| WORK ITEM |
Retype all the data word for word.

| DATASET EXTRACT |
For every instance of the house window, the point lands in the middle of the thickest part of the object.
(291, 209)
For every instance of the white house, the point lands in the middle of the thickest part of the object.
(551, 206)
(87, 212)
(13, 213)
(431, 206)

| ANSWER BELOW |
For every instance of the house window, the point lands in the middle of the thickest part of the object.
(291, 209)
For every instance of the white house, the point lands in the middle of the thickest part of the object.
(551, 206)
(87, 212)
(13, 213)
(431, 206)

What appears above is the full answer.